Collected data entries

*** Block opens ***

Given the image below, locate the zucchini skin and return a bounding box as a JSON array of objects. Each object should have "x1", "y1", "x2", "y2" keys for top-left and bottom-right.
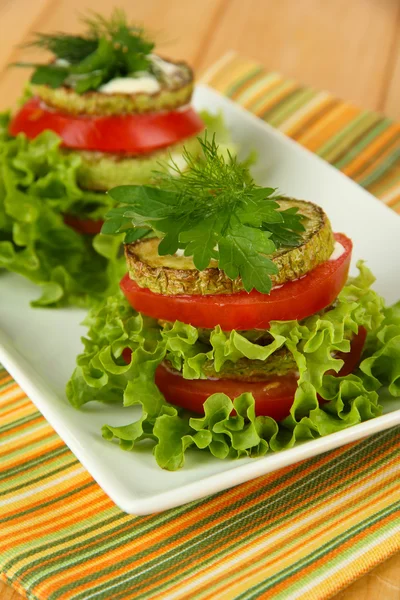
[
  {"x1": 125, "y1": 199, "x2": 335, "y2": 295},
  {"x1": 67, "y1": 135, "x2": 201, "y2": 191},
  {"x1": 32, "y1": 59, "x2": 194, "y2": 116},
  {"x1": 203, "y1": 348, "x2": 296, "y2": 380},
  {"x1": 164, "y1": 351, "x2": 297, "y2": 382}
]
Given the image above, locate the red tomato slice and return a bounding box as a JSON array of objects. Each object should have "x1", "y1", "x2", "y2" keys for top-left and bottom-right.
[
  {"x1": 63, "y1": 214, "x2": 104, "y2": 235},
  {"x1": 9, "y1": 97, "x2": 205, "y2": 154},
  {"x1": 122, "y1": 327, "x2": 366, "y2": 420},
  {"x1": 120, "y1": 233, "x2": 352, "y2": 330},
  {"x1": 334, "y1": 326, "x2": 367, "y2": 377},
  {"x1": 155, "y1": 365, "x2": 298, "y2": 421}
]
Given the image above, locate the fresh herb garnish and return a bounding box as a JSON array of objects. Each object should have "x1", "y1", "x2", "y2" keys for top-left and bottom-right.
[
  {"x1": 103, "y1": 137, "x2": 305, "y2": 294},
  {"x1": 13, "y1": 9, "x2": 155, "y2": 93}
]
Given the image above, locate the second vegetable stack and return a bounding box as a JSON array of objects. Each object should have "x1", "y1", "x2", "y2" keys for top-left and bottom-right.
[{"x1": 10, "y1": 10, "x2": 205, "y2": 233}]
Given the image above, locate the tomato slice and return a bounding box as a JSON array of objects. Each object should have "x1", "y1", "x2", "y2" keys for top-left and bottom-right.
[
  {"x1": 9, "y1": 97, "x2": 205, "y2": 154},
  {"x1": 120, "y1": 233, "x2": 352, "y2": 330},
  {"x1": 122, "y1": 327, "x2": 366, "y2": 420},
  {"x1": 63, "y1": 214, "x2": 104, "y2": 235},
  {"x1": 334, "y1": 326, "x2": 367, "y2": 377},
  {"x1": 155, "y1": 365, "x2": 298, "y2": 421}
]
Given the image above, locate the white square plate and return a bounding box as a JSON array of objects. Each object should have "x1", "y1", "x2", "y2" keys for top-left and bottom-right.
[{"x1": 1, "y1": 85, "x2": 399, "y2": 515}]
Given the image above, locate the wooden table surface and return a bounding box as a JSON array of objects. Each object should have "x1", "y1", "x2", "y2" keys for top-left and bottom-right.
[{"x1": 0, "y1": 0, "x2": 399, "y2": 598}]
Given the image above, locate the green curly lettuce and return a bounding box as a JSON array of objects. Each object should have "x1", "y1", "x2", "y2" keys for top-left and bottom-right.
[
  {"x1": 66, "y1": 263, "x2": 399, "y2": 470},
  {"x1": 0, "y1": 113, "x2": 125, "y2": 306},
  {"x1": 359, "y1": 299, "x2": 400, "y2": 396}
]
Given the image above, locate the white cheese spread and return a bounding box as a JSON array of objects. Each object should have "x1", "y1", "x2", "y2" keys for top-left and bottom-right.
[
  {"x1": 55, "y1": 58, "x2": 70, "y2": 67},
  {"x1": 99, "y1": 75, "x2": 161, "y2": 95},
  {"x1": 150, "y1": 54, "x2": 182, "y2": 78},
  {"x1": 329, "y1": 240, "x2": 345, "y2": 261}
]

*** Block closes ***

**Work task**
Extract exactly the lines between the line containing "Given the image above, locate the white square" and the end of the data, including both.

**Task output**
Given the image above, locate the white square plate and return a bounding box as a JSON array of objects. Each object should have "x1", "y1", "x2", "y2" keys for top-left and bottom-right.
[{"x1": 1, "y1": 85, "x2": 399, "y2": 515}]
Given the image above, locate the wooden table surface and return a bounding box as a JSON array of objects. Each object should have "x1", "y1", "x2", "y2" keys for top-left and bottom-right.
[{"x1": 0, "y1": 0, "x2": 399, "y2": 598}]
Given the image above, locate the green curly lettuce and return a bounding box as a JSON array of objects. Each object should have "x1", "y1", "x2", "y2" keys for top-left and bottom-right.
[
  {"x1": 66, "y1": 263, "x2": 399, "y2": 470},
  {"x1": 0, "y1": 113, "x2": 125, "y2": 306},
  {"x1": 359, "y1": 299, "x2": 400, "y2": 396}
]
Given the image above, locate the white cheese spread and return a bounding box as a JSON array of objects. Each object should have "x1", "y1", "x2", "y2" keys for top-left and bottom-right.
[
  {"x1": 55, "y1": 58, "x2": 70, "y2": 67},
  {"x1": 99, "y1": 75, "x2": 161, "y2": 95},
  {"x1": 150, "y1": 54, "x2": 182, "y2": 78},
  {"x1": 329, "y1": 240, "x2": 345, "y2": 261}
]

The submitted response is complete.